## Set task 1
In the XORO32 discussion, how many tests are possible for contiguous 16-bit subsets, and why?
## Set task 2
List the values that make up the [a,b,c,d] setting used in the P2, as given in the XORO32 discussion.
## Set task 3
Write the next part of the XORO32 discussion, picking up after its final sentence.

If users want, say, 16-bit PRNs with equidistribution, they should use both low and high words of the XORO32 output. If they want 16-bit PRNs without equidistribution, they should use the 16-bit subset of the 32-bit output with the best PractRand score, which is not known yet.
On that basis, we'd need to produce a distribution run for each and every score on the existing 16x16 grid before even starting on double spacing it.
The existing grid doesn't really test XORO32, which is why I suggested the new tests earlier today. We would need to compare the PractRand scores with the distributions and I might be able to do the latter. There are 17 possible 16-bit tests and maybe we should run those for [14,2,7,5] as that's what in the P2?
For contiguous 16-bit subsets, the number of the lsb is 0-16 thus 17 tests.
We've used PractRand as a comparison tool to choose [a,b,c,d]. That's fixed now in the P2 to [14,2,7,5] so we could just do 17 distributions but I'd like to see how they compare to the PractRand scores and what the highest score is. Taking eight bits from one output and eight from another [lsb = 8] might be the least correlated and hence most random.
I've been working on your earlier requests. I gather you want me to change tact.
PS: [14 2 7 5] isn't necessarily fixed. I'm happy to keep the options open for a revision.

## Data provided
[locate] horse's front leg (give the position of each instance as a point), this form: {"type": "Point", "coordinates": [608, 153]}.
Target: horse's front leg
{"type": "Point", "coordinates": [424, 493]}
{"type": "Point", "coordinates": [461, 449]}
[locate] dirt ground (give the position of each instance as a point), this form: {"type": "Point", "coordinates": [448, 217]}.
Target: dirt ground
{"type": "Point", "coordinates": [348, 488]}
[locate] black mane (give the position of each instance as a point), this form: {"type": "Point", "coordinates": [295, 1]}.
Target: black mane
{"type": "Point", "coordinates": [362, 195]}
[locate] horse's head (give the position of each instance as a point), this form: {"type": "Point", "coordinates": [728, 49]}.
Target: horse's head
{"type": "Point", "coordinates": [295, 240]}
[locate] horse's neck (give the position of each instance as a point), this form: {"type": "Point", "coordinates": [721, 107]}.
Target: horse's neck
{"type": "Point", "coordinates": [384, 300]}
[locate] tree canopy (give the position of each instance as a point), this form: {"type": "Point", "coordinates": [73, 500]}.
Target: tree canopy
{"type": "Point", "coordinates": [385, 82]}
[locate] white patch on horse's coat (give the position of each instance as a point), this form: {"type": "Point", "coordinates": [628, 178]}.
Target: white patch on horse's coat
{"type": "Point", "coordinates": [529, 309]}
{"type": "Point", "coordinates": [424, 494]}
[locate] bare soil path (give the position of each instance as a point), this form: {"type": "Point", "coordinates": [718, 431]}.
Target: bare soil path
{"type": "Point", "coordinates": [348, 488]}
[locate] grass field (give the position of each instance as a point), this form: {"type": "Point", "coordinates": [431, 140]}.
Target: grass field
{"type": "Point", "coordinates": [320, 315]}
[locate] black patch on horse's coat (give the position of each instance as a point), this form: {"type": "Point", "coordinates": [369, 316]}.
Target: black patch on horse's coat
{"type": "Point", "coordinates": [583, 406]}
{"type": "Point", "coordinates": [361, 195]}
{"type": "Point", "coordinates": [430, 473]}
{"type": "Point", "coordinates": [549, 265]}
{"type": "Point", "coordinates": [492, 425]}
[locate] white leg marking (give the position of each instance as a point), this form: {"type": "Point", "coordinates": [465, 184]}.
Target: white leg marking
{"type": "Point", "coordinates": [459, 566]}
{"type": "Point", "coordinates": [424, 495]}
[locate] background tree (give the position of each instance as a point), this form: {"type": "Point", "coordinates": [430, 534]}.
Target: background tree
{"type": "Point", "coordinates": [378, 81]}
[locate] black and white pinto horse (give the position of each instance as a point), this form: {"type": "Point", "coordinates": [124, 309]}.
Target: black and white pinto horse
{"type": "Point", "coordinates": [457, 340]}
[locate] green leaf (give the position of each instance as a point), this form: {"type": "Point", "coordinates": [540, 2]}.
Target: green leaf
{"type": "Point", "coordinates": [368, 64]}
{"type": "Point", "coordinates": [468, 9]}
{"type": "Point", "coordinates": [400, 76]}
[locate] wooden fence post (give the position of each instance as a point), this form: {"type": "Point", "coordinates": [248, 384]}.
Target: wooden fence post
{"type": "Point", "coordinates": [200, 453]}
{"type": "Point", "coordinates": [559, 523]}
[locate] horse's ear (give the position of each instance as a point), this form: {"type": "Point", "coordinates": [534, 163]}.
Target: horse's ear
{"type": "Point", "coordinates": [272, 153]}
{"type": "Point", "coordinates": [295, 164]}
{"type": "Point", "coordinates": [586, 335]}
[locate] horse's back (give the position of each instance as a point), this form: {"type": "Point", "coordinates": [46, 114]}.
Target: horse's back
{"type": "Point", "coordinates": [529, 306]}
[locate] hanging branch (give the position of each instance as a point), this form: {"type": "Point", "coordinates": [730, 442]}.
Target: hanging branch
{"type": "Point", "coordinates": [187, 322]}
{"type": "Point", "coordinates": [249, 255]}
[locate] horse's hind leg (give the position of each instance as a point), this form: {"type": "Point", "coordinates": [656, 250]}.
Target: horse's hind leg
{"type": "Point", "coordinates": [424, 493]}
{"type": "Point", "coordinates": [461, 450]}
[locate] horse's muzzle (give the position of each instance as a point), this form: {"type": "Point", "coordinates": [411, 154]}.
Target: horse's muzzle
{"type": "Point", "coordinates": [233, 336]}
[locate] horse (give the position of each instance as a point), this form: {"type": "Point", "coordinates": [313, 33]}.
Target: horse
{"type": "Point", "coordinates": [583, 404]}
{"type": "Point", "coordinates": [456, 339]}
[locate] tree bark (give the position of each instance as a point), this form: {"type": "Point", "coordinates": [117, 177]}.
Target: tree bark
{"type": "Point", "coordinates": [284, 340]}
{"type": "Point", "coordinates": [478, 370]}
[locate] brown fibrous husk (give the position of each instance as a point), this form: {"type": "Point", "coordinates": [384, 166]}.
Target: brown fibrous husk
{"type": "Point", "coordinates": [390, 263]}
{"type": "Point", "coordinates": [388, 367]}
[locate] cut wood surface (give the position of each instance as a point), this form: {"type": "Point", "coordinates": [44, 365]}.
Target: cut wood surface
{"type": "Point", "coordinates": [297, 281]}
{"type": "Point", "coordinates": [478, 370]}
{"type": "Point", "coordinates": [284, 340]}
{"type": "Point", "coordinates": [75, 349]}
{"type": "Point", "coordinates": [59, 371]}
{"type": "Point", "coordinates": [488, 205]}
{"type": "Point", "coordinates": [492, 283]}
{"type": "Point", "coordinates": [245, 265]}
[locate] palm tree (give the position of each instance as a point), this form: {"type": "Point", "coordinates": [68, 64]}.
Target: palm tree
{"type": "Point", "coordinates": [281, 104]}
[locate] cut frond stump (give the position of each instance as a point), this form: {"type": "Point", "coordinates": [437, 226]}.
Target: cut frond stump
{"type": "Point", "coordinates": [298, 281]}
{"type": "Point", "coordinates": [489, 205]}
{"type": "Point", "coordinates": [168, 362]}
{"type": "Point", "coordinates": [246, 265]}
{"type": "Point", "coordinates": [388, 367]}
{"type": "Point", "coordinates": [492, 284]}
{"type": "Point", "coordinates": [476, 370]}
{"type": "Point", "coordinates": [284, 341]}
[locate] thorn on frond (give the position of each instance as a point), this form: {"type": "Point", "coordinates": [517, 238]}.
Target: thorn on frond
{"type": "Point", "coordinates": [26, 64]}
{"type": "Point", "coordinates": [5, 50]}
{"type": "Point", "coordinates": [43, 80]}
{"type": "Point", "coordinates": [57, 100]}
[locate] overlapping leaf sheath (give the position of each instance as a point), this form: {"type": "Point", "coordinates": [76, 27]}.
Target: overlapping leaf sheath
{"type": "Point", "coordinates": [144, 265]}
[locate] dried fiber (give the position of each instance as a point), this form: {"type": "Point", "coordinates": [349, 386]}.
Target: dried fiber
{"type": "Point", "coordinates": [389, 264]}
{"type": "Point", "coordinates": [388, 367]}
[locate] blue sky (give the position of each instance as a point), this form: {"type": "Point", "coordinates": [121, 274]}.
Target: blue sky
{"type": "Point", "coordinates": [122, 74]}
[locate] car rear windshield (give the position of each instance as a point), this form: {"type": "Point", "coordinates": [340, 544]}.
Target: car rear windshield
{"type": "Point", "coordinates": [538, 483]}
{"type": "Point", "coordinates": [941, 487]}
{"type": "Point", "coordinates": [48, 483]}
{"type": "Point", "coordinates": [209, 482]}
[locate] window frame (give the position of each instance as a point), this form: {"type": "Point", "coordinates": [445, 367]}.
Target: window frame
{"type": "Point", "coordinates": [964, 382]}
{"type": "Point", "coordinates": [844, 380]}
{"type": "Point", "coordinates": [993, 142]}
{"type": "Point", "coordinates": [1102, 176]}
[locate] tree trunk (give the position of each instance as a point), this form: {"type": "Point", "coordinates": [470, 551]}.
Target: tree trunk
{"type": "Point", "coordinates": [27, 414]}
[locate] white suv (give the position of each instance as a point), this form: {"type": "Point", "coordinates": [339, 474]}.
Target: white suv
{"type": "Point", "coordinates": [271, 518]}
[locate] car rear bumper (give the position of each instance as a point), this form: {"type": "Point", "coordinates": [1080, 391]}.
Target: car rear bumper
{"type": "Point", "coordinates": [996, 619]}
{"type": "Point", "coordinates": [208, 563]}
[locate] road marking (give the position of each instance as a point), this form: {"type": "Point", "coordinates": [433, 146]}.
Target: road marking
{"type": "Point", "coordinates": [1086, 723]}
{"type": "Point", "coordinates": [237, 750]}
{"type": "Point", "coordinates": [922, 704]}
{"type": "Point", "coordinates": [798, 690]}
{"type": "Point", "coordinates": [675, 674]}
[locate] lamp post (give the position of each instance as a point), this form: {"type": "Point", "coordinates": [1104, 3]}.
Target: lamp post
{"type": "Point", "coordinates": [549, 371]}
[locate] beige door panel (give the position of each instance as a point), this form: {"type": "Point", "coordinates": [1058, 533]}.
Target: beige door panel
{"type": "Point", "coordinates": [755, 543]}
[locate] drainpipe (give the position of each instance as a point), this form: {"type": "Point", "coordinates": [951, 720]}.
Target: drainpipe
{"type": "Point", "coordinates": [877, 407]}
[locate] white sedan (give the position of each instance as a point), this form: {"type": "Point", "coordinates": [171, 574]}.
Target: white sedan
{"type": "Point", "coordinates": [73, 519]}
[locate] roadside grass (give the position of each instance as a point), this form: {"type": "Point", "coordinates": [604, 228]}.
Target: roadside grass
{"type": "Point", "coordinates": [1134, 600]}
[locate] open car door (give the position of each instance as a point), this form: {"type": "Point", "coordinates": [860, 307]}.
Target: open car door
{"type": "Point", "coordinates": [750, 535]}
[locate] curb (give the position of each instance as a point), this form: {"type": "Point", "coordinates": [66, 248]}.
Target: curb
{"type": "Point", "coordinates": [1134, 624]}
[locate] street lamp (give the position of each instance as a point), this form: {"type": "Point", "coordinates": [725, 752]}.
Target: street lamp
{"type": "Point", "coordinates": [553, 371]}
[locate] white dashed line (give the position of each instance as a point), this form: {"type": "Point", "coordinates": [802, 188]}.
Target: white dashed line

## Task response 1
There are 17 tests, because the number of the lsb can range from 0 to 16.

## Task response 2
14, 2, 7, 5

## Task response 3
I'm just outputting ideas as they appear!
Most if not all the development here recently has been aimed at finding the very best [a,b,c,d] and [3,2,6,9] appears to be a tiny bit better than [14,2,7,5]. The first version of the P2 will use the latter and there is testing we can do just on that but I'm not saying we should ignore [3,2,6,9] or others.
I've resurrected the single summing scrambler functionality again. It had been disabled and not maintained for many months.
Gotta say, auto-culling went through real quick!. I don't remember it being that little an effort historically. I guess it's a case of so many of the unknowns are sorted and built into the automation now.
If users want, say, 16-bit PRNs with equidistribution, they should use both low and high words of the XORO32 output. If they want 16-bit PRNs without equidistribution, they should use the 16-bit subset of the 32-bit output with the best PractRand score, which is not known yet.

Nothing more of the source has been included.